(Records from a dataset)
○ ○ ○ ○

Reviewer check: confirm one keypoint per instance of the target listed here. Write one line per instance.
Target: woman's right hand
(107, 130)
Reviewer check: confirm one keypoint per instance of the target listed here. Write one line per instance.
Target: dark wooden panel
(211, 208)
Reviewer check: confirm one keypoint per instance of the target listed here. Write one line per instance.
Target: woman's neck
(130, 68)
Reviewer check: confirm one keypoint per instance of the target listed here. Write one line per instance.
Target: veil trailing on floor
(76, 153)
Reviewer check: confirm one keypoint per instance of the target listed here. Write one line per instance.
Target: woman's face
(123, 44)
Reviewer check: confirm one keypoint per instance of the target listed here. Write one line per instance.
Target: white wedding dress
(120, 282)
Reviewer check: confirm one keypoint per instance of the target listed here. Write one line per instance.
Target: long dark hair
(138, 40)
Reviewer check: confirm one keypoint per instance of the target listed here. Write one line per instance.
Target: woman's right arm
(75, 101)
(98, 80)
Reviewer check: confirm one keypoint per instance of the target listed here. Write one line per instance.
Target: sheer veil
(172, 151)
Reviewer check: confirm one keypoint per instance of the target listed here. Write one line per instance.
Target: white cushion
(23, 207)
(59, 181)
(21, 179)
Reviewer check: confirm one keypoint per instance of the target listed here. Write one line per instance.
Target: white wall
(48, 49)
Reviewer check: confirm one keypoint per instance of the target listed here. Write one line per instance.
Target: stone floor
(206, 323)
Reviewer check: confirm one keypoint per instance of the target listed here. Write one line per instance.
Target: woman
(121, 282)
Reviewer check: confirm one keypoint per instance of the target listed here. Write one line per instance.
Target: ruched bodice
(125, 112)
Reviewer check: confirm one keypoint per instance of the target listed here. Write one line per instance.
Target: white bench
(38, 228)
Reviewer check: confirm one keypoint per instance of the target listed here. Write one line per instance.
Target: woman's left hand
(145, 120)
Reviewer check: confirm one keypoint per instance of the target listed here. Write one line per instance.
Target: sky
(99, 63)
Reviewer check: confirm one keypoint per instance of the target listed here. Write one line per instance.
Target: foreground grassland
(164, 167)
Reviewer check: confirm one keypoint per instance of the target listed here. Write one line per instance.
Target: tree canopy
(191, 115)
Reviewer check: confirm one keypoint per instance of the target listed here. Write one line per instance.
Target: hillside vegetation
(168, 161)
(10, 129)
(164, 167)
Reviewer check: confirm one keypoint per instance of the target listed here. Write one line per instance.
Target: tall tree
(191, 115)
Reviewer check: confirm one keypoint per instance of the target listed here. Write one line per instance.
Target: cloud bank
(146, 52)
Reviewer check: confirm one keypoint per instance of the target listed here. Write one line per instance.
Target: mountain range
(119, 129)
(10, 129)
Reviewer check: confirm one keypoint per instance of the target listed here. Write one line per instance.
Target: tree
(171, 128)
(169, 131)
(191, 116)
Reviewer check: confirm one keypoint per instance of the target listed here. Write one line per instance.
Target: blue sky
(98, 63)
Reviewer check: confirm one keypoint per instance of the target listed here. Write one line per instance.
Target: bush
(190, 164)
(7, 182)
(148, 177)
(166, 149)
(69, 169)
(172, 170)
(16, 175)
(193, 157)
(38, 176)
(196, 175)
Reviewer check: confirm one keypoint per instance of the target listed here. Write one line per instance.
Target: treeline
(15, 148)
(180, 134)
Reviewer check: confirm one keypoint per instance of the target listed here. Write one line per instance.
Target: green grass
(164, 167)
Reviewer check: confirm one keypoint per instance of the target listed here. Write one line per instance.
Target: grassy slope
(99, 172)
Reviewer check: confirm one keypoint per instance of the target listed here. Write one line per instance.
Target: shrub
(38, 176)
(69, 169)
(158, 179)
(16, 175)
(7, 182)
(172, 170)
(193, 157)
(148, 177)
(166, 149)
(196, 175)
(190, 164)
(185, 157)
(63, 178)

○ ○ ○ ○

### Task
Repeat the records above exactly as they appear.

### Response to this exercise
Reviewer check: confirm one keypoint per instance of the target listed here. Write one line per instance.
Target: woman's right hand
(107, 130)
Reviewer check: confirm one keypoint per instance of the target listed here. Write one line per instance.
Target: dark wooden panel
(211, 208)
Reviewer check: confirm one keypoint per instance of the target listed here. Write one line per instance.
Target: woman's neck
(130, 68)
Reviewer check: confirm one keypoint per instance of the target listed here. Write one line per instance.
Target: veil trailing on floor
(76, 153)
Reviewer check: confirm one keypoint per instance of the target listed here. Write one line per instance.
Target: woman's face
(123, 44)
Reviewer check: confirm one keypoint per instance of the target listed here. Write one line per instance.
Target: white wedding dress
(120, 282)
Reviewer check: confirm one keypoint per instance of the target listed here. Write one line per instance.
Target: long dark hair
(138, 40)
Reviewer check: confirm one keypoint per instance of the target listed here. Write one line per instance.
Target: woman's right arm
(75, 101)
(98, 80)
Reviewer check: confirm one keypoint per instance of the target listed here. Write one line per instance.
Target: sheer veil
(172, 151)
Reviewer check: confirm one keypoint per instance of the target listed here. Write one line per instance.
Target: white cushion
(23, 207)
(59, 181)
(21, 179)
Reviewer check: confirm one keypoint per instance of the target listed here. Write one line per instance.
Target: white wall
(48, 49)
Reviewer check: confirm one keypoint per instance of the target listed here. Write one line per instance.
Target: stone floor
(206, 323)
Reviewer check: confirm one keypoint per instance of the target listed here. Write one line per instance.
Target: woman
(121, 282)
Reviewer check: confirm one keypoint per instance of the target listed here. Write one line per instance.
Target: ruched bodice
(125, 112)
Reviewer check: confirm one keypoint per instance of the target listed here. Write one line per instance.
Target: white bench
(38, 228)
Reviewer check: confirm one keypoint per instance of the target listed here. Write one line per instance.
Target: woman's left hand
(145, 120)
Reviewer check: confirm one keypoint per instance of the target listed here. Write one line per instance.
Target: sky
(99, 63)
Reviewer check: confirm one keypoint per instance of the target listed here. Write one line per instance.
Target: foreground grassland
(164, 167)
Reviewer check: confirm one keypoint per instance of the target listed here. Write one line per instance.
Target: tree canopy
(191, 115)
Reviewer check: confirm one keypoint per instance of the target listed here. Write one line per instance.
Target: hillside vegetation
(168, 161)
(10, 129)
(164, 167)
Reviewer check: confirm one keypoint per instance of the target listed here. Write one line per instance.
Target: tall tree
(191, 115)
Reviewer check: confirm one keypoint per instance of the target listed here. Write one line per instance.
Target: cloud bank
(146, 52)
Reviewer check: confirm one keypoint per instance of the target listed here. Write one line per instance.
Target: mountain range
(119, 129)
(10, 129)
Reviewer check: confirm one keypoint per instance of the target listed here. Write one line per instance.
Target: tree
(171, 128)
(169, 131)
(191, 116)
Reviewer check: confirm one keypoint per instance of the target listed here. Write one line per instance.
Target: blue sky
(98, 63)
Reviewer check: confirm one keypoint per instance of the target listed here. Write one line per instance.
Target: bush
(190, 164)
(7, 182)
(148, 177)
(166, 149)
(69, 169)
(172, 170)
(16, 175)
(193, 157)
(38, 176)
(196, 175)
Reviewer check: confirm one keypoint per instance of the target listed here. Write one line per instance.
Target: treeline
(15, 148)
(180, 134)
Reviewer check: confirm one keypoint per instance of the target listed here. Write one line per instance.
Target: green grass
(164, 167)
Reviewer check: confirm one keypoint per instance of the target listed here. Write one line per instance.
Target: grassy slope
(99, 172)
Reviewer check: confirm one keypoint per instance of the target listed here. Write one line per instance.
Target: shrub
(38, 176)
(69, 169)
(158, 179)
(16, 175)
(7, 182)
(172, 170)
(193, 157)
(148, 177)
(166, 149)
(196, 175)
(190, 164)
(185, 157)
(63, 178)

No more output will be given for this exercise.